### STORED ROWS
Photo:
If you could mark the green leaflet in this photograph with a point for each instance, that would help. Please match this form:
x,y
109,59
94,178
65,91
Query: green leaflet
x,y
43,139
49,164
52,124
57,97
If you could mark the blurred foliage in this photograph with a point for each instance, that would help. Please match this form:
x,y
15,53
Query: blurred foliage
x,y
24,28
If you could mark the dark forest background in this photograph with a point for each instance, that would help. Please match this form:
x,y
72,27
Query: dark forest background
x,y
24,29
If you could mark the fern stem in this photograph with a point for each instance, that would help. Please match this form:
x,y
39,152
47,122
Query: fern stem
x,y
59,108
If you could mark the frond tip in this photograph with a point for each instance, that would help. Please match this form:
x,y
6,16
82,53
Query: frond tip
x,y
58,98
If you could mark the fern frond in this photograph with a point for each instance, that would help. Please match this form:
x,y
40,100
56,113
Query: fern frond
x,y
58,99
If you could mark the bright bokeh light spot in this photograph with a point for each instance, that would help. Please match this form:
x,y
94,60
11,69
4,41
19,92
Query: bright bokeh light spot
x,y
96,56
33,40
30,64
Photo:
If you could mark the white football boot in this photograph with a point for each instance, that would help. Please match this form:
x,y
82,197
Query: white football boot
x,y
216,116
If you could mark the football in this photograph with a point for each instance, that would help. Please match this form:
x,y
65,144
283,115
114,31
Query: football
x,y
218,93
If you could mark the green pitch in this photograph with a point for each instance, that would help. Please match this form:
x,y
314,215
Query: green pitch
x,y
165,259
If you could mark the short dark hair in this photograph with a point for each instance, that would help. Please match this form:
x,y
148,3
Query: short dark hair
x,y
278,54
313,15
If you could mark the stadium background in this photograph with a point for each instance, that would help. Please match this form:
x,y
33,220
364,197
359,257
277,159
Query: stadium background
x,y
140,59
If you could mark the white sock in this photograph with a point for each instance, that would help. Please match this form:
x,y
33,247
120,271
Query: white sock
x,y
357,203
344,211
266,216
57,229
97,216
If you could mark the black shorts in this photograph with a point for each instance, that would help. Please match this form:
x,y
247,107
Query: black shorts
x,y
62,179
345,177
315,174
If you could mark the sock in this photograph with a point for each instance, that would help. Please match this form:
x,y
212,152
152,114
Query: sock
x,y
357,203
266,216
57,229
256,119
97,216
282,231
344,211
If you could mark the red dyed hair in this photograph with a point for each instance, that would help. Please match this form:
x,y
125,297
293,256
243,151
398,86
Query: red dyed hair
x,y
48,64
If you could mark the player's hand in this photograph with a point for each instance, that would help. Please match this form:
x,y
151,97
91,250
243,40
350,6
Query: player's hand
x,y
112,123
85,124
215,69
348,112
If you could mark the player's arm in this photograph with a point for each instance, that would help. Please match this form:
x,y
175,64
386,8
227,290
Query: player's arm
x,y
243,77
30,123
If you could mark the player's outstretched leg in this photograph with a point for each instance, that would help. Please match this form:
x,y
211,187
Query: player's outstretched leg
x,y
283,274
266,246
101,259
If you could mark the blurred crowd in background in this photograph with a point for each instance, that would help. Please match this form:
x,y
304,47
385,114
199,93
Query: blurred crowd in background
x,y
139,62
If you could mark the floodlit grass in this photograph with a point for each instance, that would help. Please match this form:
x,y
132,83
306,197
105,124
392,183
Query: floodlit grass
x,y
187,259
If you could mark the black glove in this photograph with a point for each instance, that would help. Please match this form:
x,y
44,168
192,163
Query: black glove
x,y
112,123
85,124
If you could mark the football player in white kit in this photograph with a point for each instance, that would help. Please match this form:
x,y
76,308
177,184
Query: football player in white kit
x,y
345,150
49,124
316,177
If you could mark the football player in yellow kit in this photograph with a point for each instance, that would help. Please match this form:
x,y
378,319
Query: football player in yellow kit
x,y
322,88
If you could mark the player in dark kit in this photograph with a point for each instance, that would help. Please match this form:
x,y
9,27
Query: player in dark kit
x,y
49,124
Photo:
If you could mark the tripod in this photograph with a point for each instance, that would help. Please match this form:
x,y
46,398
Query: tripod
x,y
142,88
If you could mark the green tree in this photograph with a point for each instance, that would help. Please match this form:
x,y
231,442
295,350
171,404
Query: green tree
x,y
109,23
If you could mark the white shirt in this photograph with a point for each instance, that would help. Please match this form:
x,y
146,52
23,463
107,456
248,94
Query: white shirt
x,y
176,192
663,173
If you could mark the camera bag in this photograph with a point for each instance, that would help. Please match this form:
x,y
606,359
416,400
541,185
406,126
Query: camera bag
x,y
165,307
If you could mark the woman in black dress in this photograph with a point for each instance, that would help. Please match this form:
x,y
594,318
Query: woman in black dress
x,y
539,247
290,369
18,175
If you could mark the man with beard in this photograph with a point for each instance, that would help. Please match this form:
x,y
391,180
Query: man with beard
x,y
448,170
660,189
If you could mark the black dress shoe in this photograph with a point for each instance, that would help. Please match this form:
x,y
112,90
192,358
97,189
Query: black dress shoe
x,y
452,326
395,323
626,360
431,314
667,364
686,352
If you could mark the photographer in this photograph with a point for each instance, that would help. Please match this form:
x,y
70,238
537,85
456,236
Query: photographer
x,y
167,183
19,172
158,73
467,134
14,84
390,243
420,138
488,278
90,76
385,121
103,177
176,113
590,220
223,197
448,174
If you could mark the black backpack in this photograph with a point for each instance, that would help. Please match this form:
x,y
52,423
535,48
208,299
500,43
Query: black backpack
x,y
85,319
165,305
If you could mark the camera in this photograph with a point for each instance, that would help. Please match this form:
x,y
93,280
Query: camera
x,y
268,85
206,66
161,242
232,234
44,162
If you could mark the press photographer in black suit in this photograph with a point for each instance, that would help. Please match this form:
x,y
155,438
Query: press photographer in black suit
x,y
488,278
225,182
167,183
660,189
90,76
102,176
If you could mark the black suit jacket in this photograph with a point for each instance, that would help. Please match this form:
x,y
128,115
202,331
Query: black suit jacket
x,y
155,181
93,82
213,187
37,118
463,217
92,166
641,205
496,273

==

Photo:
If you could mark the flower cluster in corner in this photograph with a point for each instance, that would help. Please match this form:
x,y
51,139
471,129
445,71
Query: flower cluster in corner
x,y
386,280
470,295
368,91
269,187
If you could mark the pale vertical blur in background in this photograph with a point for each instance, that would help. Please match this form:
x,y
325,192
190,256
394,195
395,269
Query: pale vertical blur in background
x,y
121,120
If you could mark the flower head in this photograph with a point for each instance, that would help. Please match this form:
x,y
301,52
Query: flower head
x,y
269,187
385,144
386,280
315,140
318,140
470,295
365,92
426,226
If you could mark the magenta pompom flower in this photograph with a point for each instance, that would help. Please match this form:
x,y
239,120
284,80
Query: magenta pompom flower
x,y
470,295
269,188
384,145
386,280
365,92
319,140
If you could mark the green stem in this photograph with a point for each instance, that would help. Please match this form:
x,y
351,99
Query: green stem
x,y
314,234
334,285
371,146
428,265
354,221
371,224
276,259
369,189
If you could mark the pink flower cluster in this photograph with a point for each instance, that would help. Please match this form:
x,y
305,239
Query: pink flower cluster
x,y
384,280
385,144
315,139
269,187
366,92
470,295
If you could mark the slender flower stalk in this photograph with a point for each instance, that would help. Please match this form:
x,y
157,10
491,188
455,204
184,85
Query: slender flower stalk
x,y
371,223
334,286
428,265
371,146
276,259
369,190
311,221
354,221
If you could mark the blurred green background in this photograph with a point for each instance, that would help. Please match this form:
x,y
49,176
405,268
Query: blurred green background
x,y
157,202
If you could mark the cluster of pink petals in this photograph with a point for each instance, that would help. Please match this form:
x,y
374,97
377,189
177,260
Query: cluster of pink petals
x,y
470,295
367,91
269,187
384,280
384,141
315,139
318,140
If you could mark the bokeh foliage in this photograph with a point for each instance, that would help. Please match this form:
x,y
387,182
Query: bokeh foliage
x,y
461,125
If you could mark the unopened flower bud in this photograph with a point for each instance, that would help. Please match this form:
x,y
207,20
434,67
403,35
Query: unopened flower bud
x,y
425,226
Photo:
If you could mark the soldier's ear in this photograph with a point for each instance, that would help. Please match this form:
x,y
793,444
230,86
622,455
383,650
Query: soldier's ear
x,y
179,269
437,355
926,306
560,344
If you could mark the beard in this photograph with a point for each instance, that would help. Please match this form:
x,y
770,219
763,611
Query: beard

### GIVEN INSTRUCTION
Collect every line of the material above that contains the word "pompom", and list them in order.

### SOLUTION TO THE PROBLEM
If you could mark the magenta pompom flower in this photograph with a point for each instance, that would help. Please match this form:
Query: magenta pompom flower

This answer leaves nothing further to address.